• [MATERIAL PROVIDED]:
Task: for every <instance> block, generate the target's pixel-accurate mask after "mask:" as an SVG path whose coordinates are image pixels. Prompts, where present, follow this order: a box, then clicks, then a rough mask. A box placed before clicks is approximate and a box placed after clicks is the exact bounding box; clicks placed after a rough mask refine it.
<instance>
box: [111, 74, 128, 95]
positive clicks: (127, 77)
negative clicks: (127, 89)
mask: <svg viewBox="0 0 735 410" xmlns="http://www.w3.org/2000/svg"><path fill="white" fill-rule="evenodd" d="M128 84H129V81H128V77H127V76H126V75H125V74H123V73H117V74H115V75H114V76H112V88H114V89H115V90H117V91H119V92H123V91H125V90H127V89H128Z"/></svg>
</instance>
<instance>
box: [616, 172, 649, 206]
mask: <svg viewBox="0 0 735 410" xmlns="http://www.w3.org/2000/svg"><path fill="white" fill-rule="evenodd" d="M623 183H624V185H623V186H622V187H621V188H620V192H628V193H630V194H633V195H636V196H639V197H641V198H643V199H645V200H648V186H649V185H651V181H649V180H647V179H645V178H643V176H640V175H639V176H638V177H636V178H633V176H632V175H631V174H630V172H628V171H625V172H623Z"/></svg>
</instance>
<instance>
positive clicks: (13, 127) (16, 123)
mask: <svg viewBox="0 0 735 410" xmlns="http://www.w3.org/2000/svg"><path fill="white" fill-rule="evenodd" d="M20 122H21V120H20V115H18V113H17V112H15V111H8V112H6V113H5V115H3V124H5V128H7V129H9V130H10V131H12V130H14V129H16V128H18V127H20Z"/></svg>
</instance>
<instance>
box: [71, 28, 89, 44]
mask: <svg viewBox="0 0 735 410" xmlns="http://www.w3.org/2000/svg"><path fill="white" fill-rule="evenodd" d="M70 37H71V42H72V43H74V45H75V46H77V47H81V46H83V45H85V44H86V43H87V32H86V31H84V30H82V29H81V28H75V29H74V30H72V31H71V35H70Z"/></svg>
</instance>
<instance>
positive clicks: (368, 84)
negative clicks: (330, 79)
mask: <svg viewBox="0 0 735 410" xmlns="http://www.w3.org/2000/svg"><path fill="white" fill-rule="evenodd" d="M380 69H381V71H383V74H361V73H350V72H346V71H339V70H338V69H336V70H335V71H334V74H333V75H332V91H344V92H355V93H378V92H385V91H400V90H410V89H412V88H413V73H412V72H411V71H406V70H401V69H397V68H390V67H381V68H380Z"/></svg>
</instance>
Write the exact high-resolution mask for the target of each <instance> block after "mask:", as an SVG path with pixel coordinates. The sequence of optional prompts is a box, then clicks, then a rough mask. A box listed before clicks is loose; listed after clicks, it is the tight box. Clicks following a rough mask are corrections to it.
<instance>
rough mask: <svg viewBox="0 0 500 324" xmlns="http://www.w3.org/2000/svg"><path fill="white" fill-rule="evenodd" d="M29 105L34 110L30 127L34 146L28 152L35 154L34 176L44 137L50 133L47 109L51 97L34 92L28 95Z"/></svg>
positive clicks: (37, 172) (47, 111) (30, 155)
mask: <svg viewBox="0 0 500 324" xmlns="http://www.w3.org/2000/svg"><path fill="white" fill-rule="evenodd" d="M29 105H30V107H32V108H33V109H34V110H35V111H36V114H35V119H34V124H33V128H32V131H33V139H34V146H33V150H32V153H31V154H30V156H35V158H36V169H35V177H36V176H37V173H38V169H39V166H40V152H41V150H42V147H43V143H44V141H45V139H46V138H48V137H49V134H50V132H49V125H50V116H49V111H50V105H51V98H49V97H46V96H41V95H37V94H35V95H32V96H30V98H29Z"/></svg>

• [TASK DIRECTIONS]: Reproduce every item above, character for character, with nothing added or left out.

• [RESULT FOR THIS EXERCISE]:
Task: for every <instance> block, generate the target's pixel-accurate mask after "mask:" as an SVG path whose coordinates are image pixels. Prompts, where present, follow this order: a box, then clicks, then a rough mask. A box placed before clicks is approximate and a box placed after clicks is the exact bounding box; clicks placed after a rough mask refine it.
<instance>
box: [111, 74, 128, 95]
positive clicks: (127, 77)
negative clicks: (127, 89)
mask: <svg viewBox="0 0 735 410" xmlns="http://www.w3.org/2000/svg"><path fill="white" fill-rule="evenodd" d="M128 84H129V81H128V77H127V76H126V75H125V74H123V73H117V74H115V75H114V76H112V88H114V89H115V90H117V91H119V92H123V91H125V90H127V89H128Z"/></svg>
</instance>
<instance>
box: [616, 172, 649, 206]
mask: <svg viewBox="0 0 735 410" xmlns="http://www.w3.org/2000/svg"><path fill="white" fill-rule="evenodd" d="M623 183H624V185H623V186H622V187H621V188H620V192H628V193H630V194H633V195H636V196H639V197H641V198H643V199H645V200H648V186H649V185H651V181H649V180H647V179H645V178H643V176H640V175H639V176H638V177H636V178H633V176H632V175H631V174H630V172H628V171H625V172H623Z"/></svg>
</instance>
<instance>
positive clicks: (13, 127) (16, 123)
mask: <svg viewBox="0 0 735 410" xmlns="http://www.w3.org/2000/svg"><path fill="white" fill-rule="evenodd" d="M20 122H21V120H20V115H18V113H17V112H15V111H8V112H6V113H5V115H3V124H5V128H7V129H9V130H10V131H12V130H14V129H16V128H18V127H20Z"/></svg>
</instance>
<instance>
box: [71, 28, 89, 44]
mask: <svg viewBox="0 0 735 410" xmlns="http://www.w3.org/2000/svg"><path fill="white" fill-rule="evenodd" d="M70 37H71V42H72V43H74V45H75V46H77V47H81V46H83V45H85V44H86V43H87V32H86V31H84V30H82V29H81V28H75V29H74V30H72V31H71V35H70Z"/></svg>
</instance>
<instance>
positive clicks: (368, 84)
negative clicks: (330, 79)
mask: <svg viewBox="0 0 735 410" xmlns="http://www.w3.org/2000/svg"><path fill="white" fill-rule="evenodd" d="M380 69H381V71H383V74H361V73H350V72H346V71H339V70H338V69H336V70H335V71H334V74H333V75H332V91H344V92H355V93H378V92H385V91H400V90H410V89H412V88H413V73H412V72H411V71H406V70H401V69H397V68H390V67H381V68H380Z"/></svg>
</instance>
Write the exact high-resolution mask for the target of each <instance> block after "mask:", as an SVG path with pixel coordinates. The sequence of optional prompts is a box, then clicks, then a rough mask. A box listed before clicks is loose; listed after clicks, it is the tight box. Clicks following a rough mask are corrections to it.
<instance>
rough mask: <svg viewBox="0 0 500 324" xmlns="http://www.w3.org/2000/svg"><path fill="white" fill-rule="evenodd" d="M29 105L34 110L30 127L34 146L28 152L35 154L34 176L44 137L50 133L47 109L51 97L34 92L28 95Z"/></svg>
positive clicks: (37, 172) (47, 111) (30, 155)
mask: <svg viewBox="0 0 500 324" xmlns="http://www.w3.org/2000/svg"><path fill="white" fill-rule="evenodd" d="M29 105H30V107H32V108H33V109H34V110H35V111H36V114H35V119H34V124H33V128H32V131H33V139H34V146H33V150H32V153H31V154H30V156H35V158H36V169H35V177H36V176H37V173H38V169H39V166H40V152H41V150H42V147H43V143H44V141H45V139H46V138H48V137H49V134H50V132H49V125H50V116H49V111H50V105H51V98H49V97H46V96H41V95H37V94H35V95H32V96H30V98H29Z"/></svg>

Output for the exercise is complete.